[Stored items]
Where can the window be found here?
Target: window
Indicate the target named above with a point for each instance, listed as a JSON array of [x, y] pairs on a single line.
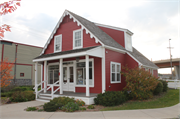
[[53, 74], [77, 39], [115, 72], [58, 43], [81, 73], [21, 74]]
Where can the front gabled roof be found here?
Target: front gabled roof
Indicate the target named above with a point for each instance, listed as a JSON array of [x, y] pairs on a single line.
[[94, 31], [99, 36]]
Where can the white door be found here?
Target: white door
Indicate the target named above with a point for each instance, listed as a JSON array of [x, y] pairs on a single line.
[[68, 78]]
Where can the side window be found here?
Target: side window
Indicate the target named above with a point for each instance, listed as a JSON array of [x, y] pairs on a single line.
[[77, 39], [58, 43], [115, 72]]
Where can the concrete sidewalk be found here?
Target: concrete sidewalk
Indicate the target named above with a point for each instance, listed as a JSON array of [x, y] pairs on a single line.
[[16, 111]]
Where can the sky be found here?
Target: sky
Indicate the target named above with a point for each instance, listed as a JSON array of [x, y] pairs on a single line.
[[153, 22]]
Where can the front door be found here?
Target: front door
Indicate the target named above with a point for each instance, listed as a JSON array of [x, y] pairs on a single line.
[[68, 78]]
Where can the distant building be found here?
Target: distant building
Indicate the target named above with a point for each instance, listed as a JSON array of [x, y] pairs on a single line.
[[24, 66]]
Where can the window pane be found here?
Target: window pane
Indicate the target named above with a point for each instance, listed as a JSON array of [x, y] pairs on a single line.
[[118, 77], [118, 68], [80, 76], [64, 74], [71, 74], [113, 67], [113, 77]]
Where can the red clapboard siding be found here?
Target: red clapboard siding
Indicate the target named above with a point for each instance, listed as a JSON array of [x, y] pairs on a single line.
[[130, 62], [114, 57], [117, 35], [66, 29], [97, 78]]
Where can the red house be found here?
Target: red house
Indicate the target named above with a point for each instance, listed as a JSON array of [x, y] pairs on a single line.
[[82, 59]]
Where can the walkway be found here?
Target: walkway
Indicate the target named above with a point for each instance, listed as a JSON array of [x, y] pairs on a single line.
[[16, 111]]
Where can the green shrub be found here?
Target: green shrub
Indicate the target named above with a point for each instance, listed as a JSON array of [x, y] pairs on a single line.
[[80, 102], [63, 100], [31, 109], [165, 85], [82, 108], [19, 96], [110, 98], [158, 89], [139, 83], [70, 107], [91, 107], [51, 106]]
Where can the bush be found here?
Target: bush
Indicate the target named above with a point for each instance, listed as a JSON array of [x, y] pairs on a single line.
[[70, 107], [63, 100], [82, 108], [139, 83], [31, 109], [158, 89], [19, 96], [90, 107], [6, 94], [51, 106], [165, 85], [110, 98], [80, 102]]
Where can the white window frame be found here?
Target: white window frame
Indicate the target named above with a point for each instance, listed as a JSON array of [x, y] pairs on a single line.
[[115, 72], [60, 43], [74, 38]]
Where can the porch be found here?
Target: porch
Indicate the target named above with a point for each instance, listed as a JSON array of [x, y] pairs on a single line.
[[46, 97], [71, 73]]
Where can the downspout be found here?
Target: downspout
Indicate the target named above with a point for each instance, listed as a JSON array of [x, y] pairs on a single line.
[[15, 64]]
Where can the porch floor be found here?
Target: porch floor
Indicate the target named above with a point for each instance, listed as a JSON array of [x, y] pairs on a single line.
[[74, 94]]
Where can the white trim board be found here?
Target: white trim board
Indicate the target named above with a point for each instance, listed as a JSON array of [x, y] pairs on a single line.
[[74, 20]]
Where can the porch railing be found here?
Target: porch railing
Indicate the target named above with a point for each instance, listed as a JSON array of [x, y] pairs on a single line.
[[36, 88], [52, 89]]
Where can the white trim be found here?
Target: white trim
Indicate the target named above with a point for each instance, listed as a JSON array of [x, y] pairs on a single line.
[[115, 28], [60, 43], [74, 38], [88, 52], [139, 63], [115, 63], [149, 67], [115, 49], [74, 20], [103, 68]]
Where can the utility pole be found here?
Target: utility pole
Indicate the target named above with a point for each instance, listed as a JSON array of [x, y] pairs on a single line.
[[170, 56]]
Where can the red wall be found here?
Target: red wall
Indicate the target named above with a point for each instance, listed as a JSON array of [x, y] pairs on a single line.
[[66, 29], [130, 62], [117, 35], [114, 57]]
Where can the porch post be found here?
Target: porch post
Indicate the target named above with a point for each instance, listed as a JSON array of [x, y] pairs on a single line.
[[61, 75], [87, 75], [36, 76], [45, 78]]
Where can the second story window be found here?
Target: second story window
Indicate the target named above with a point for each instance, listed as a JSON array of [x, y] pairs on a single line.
[[58, 43], [77, 39]]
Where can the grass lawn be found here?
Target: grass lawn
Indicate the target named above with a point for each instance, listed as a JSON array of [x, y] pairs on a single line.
[[165, 100]]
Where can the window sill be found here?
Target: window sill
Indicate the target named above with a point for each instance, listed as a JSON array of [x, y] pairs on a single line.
[[116, 82]]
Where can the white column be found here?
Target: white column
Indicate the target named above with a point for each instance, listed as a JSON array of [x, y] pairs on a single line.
[[45, 76], [36, 78], [61, 75], [41, 74], [103, 72], [87, 75]]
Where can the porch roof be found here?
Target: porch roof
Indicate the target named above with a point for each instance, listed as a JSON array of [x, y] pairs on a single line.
[[92, 51]]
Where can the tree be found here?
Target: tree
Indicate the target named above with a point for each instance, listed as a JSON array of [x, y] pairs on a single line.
[[5, 75], [5, 8]]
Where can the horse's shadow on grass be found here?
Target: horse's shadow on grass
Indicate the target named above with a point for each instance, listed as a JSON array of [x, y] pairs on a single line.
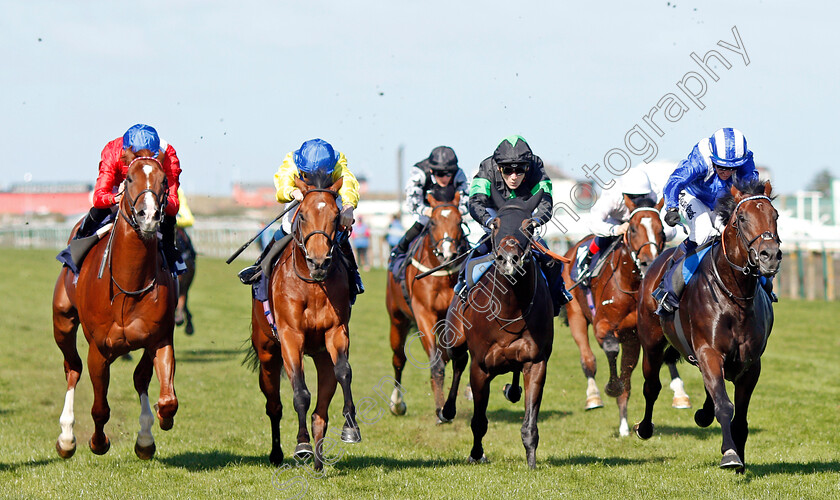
[[211, 460], [515, 414]]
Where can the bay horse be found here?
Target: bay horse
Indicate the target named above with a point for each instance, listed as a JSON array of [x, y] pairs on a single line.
[[309, 308], [612, 312], [429, 297], [183, 316], [506, 324], [131, 306], [724, 319]]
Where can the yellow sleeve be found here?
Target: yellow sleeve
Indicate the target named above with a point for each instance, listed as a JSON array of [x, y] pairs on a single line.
[[184, 217], [284, 179], [350, 187]]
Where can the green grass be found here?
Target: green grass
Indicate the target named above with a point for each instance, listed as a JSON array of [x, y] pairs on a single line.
[[220, 442]]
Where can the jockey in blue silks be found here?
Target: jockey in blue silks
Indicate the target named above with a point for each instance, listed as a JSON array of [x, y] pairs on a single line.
[[692, 192]]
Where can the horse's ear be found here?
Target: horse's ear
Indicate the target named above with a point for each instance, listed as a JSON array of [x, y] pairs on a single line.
[[337, 184], [629, 203]]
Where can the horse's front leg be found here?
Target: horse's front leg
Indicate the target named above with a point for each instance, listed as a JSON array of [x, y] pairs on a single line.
[[744, 387], [327, 384], [480, 384], [534, 379], [144, 446], [710, 363], [579, 328], [100, 373], [167, 404], [338, 347]]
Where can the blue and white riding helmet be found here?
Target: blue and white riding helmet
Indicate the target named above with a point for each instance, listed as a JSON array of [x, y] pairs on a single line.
[[316, 155], [142, 136], [729, 148]]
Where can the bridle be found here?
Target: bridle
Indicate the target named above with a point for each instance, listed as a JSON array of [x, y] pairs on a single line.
[[160, 197], [634, 254], [752, 267], [301, 240]]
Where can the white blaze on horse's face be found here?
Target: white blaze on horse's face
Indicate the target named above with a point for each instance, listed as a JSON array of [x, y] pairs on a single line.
[[647, 223]]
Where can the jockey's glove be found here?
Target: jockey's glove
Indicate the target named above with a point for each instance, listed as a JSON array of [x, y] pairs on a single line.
[[672, 216]]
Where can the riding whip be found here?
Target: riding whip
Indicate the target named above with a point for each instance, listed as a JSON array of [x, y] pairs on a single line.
[[289, 206]]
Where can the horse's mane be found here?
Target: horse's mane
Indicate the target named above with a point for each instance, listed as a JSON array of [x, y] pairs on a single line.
[[726, 204], [443, 193], [319, 179]]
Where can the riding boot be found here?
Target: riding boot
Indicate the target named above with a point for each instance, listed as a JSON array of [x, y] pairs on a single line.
[[356, 286], [669, 291], [170, 251], [251, 274]]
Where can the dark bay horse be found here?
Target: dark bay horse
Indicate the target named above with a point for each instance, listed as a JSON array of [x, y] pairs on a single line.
[[429, 297], [614, 294], [310, 307], [724, 318], [131, 306], [506, 323], [183, 316]]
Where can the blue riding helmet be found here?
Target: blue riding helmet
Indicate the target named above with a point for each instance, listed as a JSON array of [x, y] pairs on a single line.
[[729, 148], [315, 155], [141, 137]]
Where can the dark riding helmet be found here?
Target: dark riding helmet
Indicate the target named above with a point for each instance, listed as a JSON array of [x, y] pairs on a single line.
[[442, 159], [513, 150]]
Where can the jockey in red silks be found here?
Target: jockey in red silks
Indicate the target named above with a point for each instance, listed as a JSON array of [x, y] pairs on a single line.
[[112, 171]]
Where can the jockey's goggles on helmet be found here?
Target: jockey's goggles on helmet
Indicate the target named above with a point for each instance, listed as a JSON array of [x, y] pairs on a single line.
[[514, 168]]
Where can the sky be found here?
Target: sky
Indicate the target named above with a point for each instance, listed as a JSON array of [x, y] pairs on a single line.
[[234, 86]]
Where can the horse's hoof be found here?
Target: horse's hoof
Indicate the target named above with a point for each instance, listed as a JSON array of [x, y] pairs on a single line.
[[144, 452], [102, 450], [681, 403], [276, 457], [302, 452], [468, 393], [593, 402], [731, 460], [351, 434], [512, 392], [65, 454], [643, 433], [398, 409], [614, 389], [703, 418]]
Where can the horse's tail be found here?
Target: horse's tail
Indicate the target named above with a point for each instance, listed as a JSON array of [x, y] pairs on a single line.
[[671, 355]]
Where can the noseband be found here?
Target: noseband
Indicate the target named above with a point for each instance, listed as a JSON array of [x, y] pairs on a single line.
[[634, 254], [752, 267], [301, 241], [160, 198]]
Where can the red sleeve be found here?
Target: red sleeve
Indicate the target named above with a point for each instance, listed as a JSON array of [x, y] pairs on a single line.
[[172, 166], [110, 174]]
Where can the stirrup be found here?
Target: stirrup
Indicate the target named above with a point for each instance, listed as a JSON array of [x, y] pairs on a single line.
[[250, 275]]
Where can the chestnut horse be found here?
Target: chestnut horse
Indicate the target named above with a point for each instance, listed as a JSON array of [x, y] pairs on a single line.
[[724, 318], [309, 302], [183, 316], [429, 297], [506, 323], [614, 294], [125, 300]]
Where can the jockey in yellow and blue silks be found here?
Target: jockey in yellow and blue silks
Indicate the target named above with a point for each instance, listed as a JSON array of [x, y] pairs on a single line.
[[692, 192], [315, 155]]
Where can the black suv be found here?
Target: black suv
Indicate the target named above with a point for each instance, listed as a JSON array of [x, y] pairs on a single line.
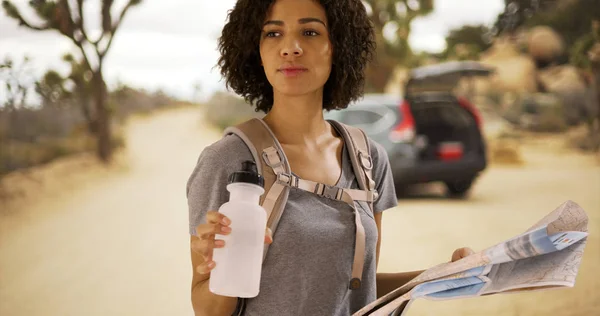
[[431, 135]]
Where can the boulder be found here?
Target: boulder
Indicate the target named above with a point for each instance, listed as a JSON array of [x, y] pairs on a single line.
[[544, 44]]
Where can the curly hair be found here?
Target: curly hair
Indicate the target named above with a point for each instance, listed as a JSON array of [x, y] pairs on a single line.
[[351, 34]]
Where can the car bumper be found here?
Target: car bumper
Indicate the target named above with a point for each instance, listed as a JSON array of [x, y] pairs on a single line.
[[433, 171]]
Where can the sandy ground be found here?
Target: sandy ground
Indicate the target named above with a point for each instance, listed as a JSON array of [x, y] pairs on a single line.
[[94, 240]]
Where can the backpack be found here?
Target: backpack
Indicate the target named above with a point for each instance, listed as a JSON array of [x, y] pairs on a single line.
[[274, 167]]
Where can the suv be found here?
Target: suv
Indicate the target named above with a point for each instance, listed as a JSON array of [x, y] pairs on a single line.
[[431, 135]]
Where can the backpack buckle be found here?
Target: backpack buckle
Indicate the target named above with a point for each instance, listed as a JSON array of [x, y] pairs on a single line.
[[287, 179], [327, 191], [365, 160], [272, 154]]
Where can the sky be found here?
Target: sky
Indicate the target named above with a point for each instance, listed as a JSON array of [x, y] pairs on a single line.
[[171, 45]]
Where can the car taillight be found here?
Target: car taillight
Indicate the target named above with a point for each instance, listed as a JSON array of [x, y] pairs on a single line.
[[404, 132], [467, 105]]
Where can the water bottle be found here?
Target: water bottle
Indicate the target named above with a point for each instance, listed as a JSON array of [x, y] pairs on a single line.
[[239, 263]]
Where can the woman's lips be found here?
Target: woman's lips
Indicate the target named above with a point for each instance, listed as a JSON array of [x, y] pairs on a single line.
[[292, 71]]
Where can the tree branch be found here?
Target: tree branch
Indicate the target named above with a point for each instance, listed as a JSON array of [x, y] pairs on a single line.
[[115, 26], [79, 21], [14, 13]]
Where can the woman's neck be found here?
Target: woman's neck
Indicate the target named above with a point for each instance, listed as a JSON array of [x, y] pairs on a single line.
[[298, 120]]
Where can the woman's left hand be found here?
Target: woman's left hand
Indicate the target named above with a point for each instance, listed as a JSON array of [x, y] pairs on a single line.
[[461, 253]]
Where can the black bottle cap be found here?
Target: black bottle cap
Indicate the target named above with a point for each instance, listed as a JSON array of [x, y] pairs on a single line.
[[248, 174]]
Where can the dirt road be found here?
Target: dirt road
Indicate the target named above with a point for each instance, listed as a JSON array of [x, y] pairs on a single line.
[[115, 241]]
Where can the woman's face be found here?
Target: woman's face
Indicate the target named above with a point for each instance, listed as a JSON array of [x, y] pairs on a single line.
[[295, 48]]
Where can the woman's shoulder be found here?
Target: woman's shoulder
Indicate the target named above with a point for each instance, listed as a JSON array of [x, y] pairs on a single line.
[[226, 149], [378, 153], [221, 158]]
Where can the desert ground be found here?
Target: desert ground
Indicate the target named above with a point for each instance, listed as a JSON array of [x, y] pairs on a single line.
[[79, 238]]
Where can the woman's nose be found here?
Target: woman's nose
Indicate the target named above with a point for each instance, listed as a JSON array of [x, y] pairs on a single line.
[[291, 48]]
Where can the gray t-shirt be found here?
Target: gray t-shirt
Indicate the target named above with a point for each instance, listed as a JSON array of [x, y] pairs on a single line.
[[309, 264]]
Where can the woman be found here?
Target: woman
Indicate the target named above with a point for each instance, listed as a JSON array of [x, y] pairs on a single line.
[[293, 59]]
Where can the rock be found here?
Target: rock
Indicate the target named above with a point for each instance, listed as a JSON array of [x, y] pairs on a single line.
[[544, 44], [562, 79]]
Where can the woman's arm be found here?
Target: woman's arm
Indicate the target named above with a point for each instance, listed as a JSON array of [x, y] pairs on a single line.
[[387, 282]]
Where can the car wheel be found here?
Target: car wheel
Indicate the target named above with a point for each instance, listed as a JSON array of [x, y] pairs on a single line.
[[459, 188]]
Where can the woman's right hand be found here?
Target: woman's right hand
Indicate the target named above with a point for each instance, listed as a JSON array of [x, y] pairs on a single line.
[[216, 224]]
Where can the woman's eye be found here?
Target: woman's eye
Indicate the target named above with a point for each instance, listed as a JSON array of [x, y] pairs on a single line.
[[271, 34]]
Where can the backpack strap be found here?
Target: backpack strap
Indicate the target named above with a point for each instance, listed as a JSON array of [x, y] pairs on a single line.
[[360, 155], [270, 161]]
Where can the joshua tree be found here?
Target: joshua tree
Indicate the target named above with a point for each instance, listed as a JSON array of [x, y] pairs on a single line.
[[67, 18]]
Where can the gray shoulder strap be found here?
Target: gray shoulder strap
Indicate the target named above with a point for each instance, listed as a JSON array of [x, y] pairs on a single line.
[[360, 155]]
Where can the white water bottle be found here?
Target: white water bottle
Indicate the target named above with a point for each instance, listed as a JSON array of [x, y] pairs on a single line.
[[239, 264]]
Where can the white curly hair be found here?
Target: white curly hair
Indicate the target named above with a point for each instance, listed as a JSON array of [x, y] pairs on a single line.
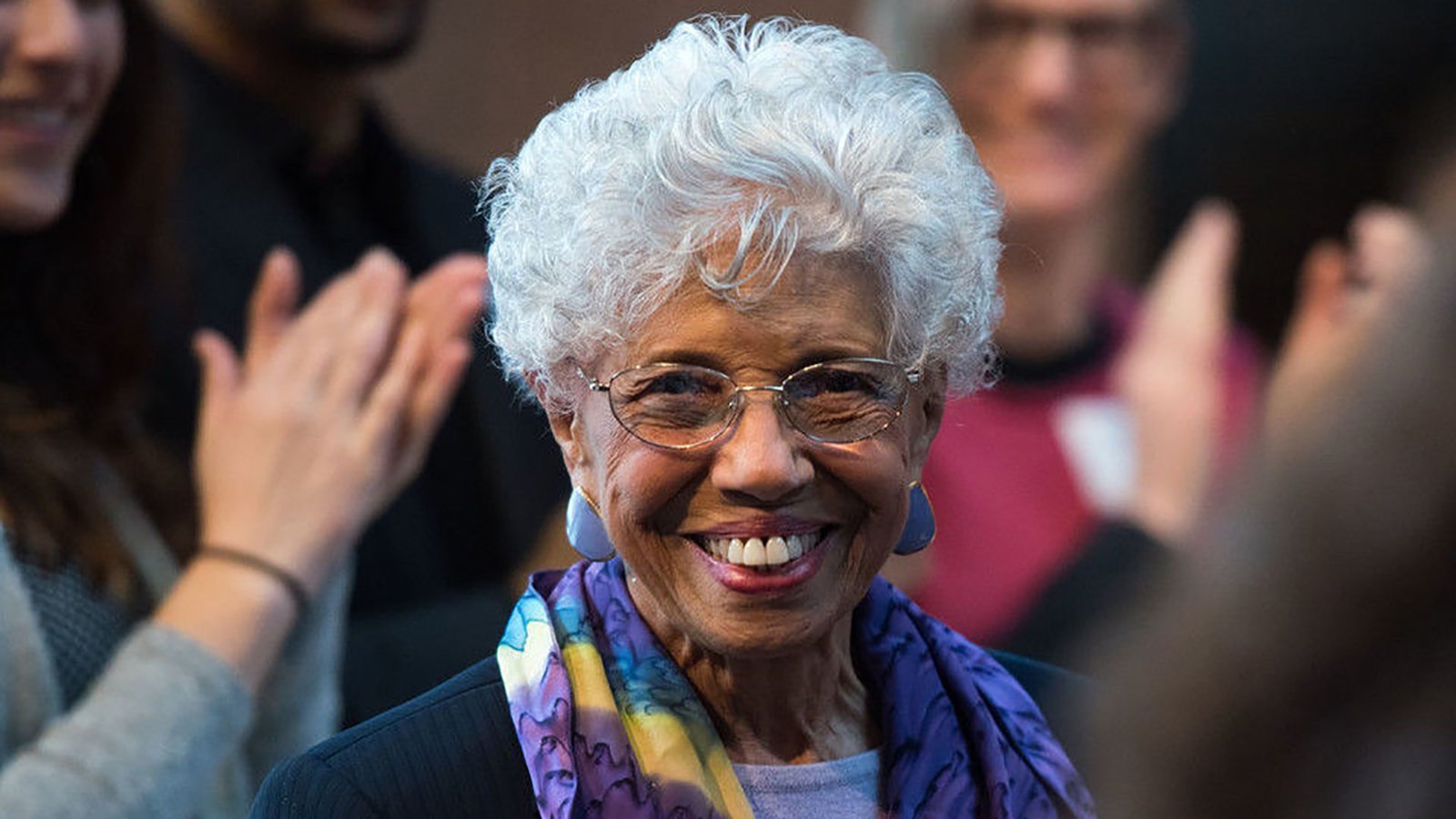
[[769, 138]]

WORK TO COMPLETE:
Please show, exactly as written, every line above that contains the word "gray".

PROBLEM SOLUTION:
Where can the gray t-shirt be found here?
Target: gray t-shirt
Where can the gray shoulder strap be found here?
Target: gray shoulder strap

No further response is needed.